Retype the records in full, keeping each character as it is.

** Opening RECORDS block **

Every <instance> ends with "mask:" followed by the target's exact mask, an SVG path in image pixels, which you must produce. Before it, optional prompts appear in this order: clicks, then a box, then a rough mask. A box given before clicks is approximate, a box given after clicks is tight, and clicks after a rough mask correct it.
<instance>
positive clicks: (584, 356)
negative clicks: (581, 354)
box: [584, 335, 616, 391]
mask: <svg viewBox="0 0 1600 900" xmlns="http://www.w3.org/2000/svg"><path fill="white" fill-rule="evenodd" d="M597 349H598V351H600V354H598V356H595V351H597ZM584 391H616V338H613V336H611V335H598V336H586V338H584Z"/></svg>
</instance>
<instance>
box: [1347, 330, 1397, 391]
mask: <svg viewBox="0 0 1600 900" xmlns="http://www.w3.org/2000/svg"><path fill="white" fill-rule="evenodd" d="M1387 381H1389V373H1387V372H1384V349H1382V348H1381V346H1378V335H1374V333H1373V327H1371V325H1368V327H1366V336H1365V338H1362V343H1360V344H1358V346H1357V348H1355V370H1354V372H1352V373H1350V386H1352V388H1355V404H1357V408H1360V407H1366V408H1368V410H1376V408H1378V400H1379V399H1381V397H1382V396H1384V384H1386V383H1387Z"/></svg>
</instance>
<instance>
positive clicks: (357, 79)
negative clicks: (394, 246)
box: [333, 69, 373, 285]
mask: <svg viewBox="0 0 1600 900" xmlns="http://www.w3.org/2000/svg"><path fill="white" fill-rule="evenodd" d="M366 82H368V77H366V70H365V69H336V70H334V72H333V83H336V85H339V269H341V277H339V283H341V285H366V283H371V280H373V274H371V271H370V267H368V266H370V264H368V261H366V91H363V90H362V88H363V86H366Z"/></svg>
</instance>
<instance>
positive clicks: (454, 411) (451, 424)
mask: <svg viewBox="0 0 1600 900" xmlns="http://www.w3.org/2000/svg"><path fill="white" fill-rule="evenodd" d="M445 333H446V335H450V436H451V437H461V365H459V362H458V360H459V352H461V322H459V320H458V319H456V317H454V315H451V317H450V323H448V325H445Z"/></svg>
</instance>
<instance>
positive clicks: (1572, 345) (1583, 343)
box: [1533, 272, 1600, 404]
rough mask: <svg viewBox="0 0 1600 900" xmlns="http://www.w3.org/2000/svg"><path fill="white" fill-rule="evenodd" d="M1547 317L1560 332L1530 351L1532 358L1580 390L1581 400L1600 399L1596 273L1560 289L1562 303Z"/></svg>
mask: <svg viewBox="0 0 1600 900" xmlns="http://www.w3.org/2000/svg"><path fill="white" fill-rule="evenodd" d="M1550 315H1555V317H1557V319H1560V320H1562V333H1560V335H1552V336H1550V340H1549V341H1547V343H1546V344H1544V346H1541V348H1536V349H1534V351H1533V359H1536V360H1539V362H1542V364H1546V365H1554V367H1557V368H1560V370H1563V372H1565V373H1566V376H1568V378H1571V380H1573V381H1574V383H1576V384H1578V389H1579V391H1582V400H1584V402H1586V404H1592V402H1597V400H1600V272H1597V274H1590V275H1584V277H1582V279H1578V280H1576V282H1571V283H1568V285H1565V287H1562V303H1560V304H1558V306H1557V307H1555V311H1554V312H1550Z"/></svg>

** Closing RECORDS block **

# [TASK SOLUTION]
Every <instance> ends with "mask:" followed by the target's exact mask, an SVG path in image pixels, which you must produce. Before it, optional prompts appear in this order: clicks, then a box, then a rough mask. A box given before clicks is approximate, a box given after clicks is tight, and clicks after a rough mask correct it.
<instance>
positive clicks: (584, 356)
negative clicks: (581, 354)
box: [584, 335, 616, 391]
mask: <svg viewBox="0 0 1600 900" xmlns="http://www.w3.org/2000/svg"><path fill="white" fill-rule="evenodd" d="M597 349H598V351H600V354H598V356H595V351H597ZM584 391H616V338H613V336H611V335H598V336H586V338H584Z"/></svg>
</instance>
<instance>
box: [1347, 330, 1397, 391]
mask: <svg viewBox="0 0 1600 900" xmlns="http://www.w3.org/2000/svg"><path fill="white" fill-rule="evenodd" d="M1387 381H1389V373H1387V372H1384V349H1382V348H1381V346H1378V335H1374V333H1373V327H1371V325H1368V327H1366V336H1365V338H1362V343H1360V344H1358V346H1357V348H1355V370H1354V372H1352V373H1350V386H1352V388H1355V404H1357V408H1360V407H1366V408H1368V410H1376V408H1378V400H1379V399H1381V397H1382V396H1384V384H1386V383H1387Z"/></svg>
</instance>
<instance>
positive clicks: (357, 79)
negative clicks: (394, 246)
box: [333, 69, 373, 285]
mask: <svg viewBox="0 0 1600 900" xmlns="http://www.w3.org/2000/svg"><path fill="white" fill-rule="evenodd" d="M366 82H368V77H366V70H365V69H336V70H334V72H333V83H336V85H339V269H341V277H339V283H341V285H366V283H371V280H373V274H371V271H370V267H368V266H370V264H368V261H366V91H363V90H362V88H363V86H366Z"/></svg>
</instance>
<instance>
positive clicks: (454, 411) (451, 424)
mask: <svg viewBox="0 0 1600 900" xmlns="http://www.w3.org/2000/svg"><path fill="white" fill-rule="evenodd" d="M445 333H446V335H450V436H451V437H461V365H459V362H458V360H459V352H461V322H459V320H458V319H456V317H454V315H451V317H450V323H448V325H445Z"/></svg>
</instance>
<instance>
positive clicks: (1572, 345) (1583, 343)
box: [1533, 272, 1600, 404]
rough mask: <svg viewBox="0 0 1600 900" xmlns="http://www.w3.org/2000/svg"><path fill="white" fill-rule="evenodd" d="M1547 317L1560 332L1530 351L1532 358L1580 390L1581 400L1600 399L1596 273L1560 289L1562 303Z"/></svg>
mask: <svg viewBox="0 0 1600 900" xmlns="http://www.w3.org/2000/svg"><path fill="white" fill-rule="evenodd" d="M1550 315H1555V317H1557V319H1560V320H1562V333H1560V335H1552V336H1550V340H1549V341H1547V343H1546V344H1544V346H1541V348H1536V349H1534V351H1533V359H1536V360H1539V362H1542V364H1546V365H1554V367H1557V368H1560V370H1563V372H1565V373H1566V376H1568V378H1571V380H1573V381H1574V383H1576V384H1578V389H1579V391H1582V400H1584V402H1586V404H1592V402H1597V400H1600V272H1597V274H1590V275H1584V277H1582V279H1578V280H1576V282H1571V283H1568V285H1565V287H1562V303H1560V304H1558V306H1557V307H1555V311H1554V312H1550Z"/></svg>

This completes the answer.